* [TRECHO DO TEXTO]

/---

Do
jornalismo à literatura
Sérgio Matos é um profissional de
imprensa estimado e respeitado pelos seus colegas. Iniciou-se no jornalismo há
mais de vinte anos, quando o exercício da profissão ainda não era exclusivo aos
diplomados em comunicação. Naquela época, profissionais ou universitários das
várias áreas de saber estagiavam nas redações até aprender o essencial.
Mas, em meio aos velhos repórteres e
redatores, uns poucos rapazes, ainda estudantes de colégio tornavam-se “focas”.
Foi nesta época que conheci Sérgio Mattos. Ainda colegiais tentávamos escrever
alguma coisa parecida com poesia, um conjunto difuso de sonhos adolescentes, ao
mesmo tempo em que estagiávamos como repórteres de setor.
A redação de jornal, ao tempo que
nos fazia sonhar mais alto, podava um pouco os sonhos mais impossíveis. A
objetividade da escrita jornalística, então perseguida como novidade, ordenava
e dava coerência aos nossos pensamentos juvenis.
Um pouco depois tornamo-nos mais
próximos, quando nos tumultuados idos de 1968 fizemos vestibular para
Jornalismo. Depois de formado, Sérgio foi para os Estados Unidos, onde fez seu
Mestrado e seu Doutorado em Comunicação, enquanto eu andava por São Paulo
estudando Literatura. O trabalho na área de Letras afastou-me do jornalismo
diário, tornando-me colaborador eventual de jornais de Belo Horizonte, Rio de
Janeiro e Salvador.

\---

* [TAREFA 1] Diga se cada afirmação concorda com o relato sobre jornalismo e literatura e responda sim ou não, citando literalmente as palavras do relato que decidem a questão. (a) Sérgio começou no jornalismo há mais de vinte anos. (b) Quem narra fez mestrado nos Estados Unidos. (c) O vestibular para Jornalismo foi prestado em 1968.
* [TAREFA 2] Por favor, prolongue o relato sobre jornalismo e literatura a partir do ponto em que ele termina.
O material que vem depois é independente do relato sobre jornalismo e literatura.

* [REGISTROS]
/---

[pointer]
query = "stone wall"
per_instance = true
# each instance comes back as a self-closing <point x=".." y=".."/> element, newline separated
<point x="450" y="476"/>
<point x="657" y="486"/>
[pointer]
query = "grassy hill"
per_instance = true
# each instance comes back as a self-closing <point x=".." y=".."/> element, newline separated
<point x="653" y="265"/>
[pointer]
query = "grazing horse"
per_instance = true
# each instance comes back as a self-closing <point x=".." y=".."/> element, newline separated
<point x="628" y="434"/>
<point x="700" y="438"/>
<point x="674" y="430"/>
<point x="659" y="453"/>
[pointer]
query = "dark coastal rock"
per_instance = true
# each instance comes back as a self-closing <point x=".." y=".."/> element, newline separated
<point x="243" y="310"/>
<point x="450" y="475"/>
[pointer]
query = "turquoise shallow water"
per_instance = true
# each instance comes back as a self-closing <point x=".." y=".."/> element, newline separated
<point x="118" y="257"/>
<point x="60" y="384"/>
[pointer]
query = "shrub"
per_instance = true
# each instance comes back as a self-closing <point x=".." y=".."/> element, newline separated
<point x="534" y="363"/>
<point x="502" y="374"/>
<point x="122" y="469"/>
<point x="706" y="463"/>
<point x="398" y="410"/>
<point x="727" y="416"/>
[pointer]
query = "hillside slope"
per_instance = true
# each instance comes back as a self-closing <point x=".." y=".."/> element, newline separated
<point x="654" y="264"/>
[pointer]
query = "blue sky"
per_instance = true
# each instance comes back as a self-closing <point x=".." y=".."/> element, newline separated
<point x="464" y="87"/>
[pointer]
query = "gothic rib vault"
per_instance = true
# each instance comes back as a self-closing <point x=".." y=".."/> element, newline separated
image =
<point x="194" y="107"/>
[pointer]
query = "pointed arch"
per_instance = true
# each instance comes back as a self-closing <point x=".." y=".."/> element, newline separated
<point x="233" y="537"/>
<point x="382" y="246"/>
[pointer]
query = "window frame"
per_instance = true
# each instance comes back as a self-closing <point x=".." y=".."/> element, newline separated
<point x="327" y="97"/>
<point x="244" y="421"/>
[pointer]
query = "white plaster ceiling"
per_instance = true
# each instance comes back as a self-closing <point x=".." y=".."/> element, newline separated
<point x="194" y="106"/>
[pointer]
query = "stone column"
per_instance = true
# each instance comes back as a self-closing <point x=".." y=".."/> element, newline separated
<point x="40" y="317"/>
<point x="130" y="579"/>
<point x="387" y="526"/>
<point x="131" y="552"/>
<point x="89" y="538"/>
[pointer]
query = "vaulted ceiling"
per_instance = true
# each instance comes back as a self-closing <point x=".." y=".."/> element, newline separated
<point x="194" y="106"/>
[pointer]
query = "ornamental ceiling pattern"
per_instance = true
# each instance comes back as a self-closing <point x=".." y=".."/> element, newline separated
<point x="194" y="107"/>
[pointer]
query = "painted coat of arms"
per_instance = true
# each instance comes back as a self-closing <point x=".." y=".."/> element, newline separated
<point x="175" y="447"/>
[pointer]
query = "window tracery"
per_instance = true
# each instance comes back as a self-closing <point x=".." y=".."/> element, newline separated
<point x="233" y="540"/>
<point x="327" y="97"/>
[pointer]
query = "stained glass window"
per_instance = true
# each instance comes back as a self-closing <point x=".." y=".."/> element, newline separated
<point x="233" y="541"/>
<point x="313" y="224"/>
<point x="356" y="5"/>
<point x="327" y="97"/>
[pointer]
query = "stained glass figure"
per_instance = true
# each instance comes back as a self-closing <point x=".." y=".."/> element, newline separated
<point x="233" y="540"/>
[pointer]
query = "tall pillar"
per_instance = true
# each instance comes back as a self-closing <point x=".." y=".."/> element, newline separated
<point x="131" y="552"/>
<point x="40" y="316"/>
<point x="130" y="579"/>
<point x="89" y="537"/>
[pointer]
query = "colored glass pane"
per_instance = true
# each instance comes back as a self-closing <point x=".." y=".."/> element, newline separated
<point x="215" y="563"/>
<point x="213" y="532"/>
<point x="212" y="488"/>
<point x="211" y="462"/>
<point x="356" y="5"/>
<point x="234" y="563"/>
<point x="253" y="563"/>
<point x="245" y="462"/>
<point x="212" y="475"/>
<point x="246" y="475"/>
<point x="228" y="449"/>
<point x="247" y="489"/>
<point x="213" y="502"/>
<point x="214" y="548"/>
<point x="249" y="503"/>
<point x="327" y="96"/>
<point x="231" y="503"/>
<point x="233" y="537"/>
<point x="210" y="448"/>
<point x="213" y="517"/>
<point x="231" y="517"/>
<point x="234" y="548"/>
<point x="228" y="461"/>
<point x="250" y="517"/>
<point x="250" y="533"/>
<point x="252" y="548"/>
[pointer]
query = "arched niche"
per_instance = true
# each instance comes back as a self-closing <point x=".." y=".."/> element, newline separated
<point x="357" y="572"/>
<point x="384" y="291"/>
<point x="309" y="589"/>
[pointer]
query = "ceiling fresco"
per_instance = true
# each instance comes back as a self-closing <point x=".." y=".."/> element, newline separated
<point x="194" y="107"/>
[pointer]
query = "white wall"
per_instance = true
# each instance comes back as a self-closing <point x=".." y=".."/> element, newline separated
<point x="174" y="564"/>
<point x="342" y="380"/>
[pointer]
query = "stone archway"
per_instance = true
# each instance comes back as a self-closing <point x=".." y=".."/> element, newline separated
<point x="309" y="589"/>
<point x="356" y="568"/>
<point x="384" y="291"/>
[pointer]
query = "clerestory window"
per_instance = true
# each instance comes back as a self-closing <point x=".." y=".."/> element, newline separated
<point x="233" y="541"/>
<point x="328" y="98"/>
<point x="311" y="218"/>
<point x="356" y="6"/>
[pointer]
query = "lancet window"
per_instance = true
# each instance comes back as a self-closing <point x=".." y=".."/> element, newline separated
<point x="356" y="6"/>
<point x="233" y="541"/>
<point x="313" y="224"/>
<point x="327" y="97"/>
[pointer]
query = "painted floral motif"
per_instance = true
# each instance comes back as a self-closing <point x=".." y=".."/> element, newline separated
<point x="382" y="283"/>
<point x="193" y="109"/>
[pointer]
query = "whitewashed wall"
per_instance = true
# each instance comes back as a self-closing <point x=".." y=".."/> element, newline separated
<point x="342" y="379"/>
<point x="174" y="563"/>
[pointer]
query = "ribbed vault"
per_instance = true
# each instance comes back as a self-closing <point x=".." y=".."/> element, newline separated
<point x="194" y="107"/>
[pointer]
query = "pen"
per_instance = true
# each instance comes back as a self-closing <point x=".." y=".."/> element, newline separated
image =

\---

* [RESPOSTA 1]
(a) Sim: “Iniciou-se no jornalismo há mais de vinte anos”.
(b) Não: “enquanto eu andava por São Paulo estudando Literatura”.
(c) Sim: “quando nos tumultuados idos de 1968 fizemos vestibular para Jornalismo”.

* [RESPOSTA 2]
É com prazer, portanto, que
reencontro em dois livros o velho colega Sérgio Mattos. O primeiro é um livro
de poesia, Estandarte, já em segunda edição, cuja primeira, publicada no
início do ano, esgotou-se depois de consecutivos lançamentos em cidades do
interior. Sérgio contradiz a crença de que poesia não vende. Praticando um
texto simples, às vezes ingênuo, ele faz versos como se fizesse prosa,
estabelecendo um diálogo com o silencioso interlocutor, o leitor. É talvez esta
escrita dirigida a um público mais amplo que assegura a receptividade junto a
pessoas que não têm hábito de ler poesia. A emoção direta é colocada em
palavras, como faziam alguns românticos, no século XIX. Mas, enquanto os
românticos derramavam a emoção respeitando algumas fôrmas consagradas, Sérgio
parece querer abolir tal compromisso com a estrutura do verso para praticar uma
dicção prosaica.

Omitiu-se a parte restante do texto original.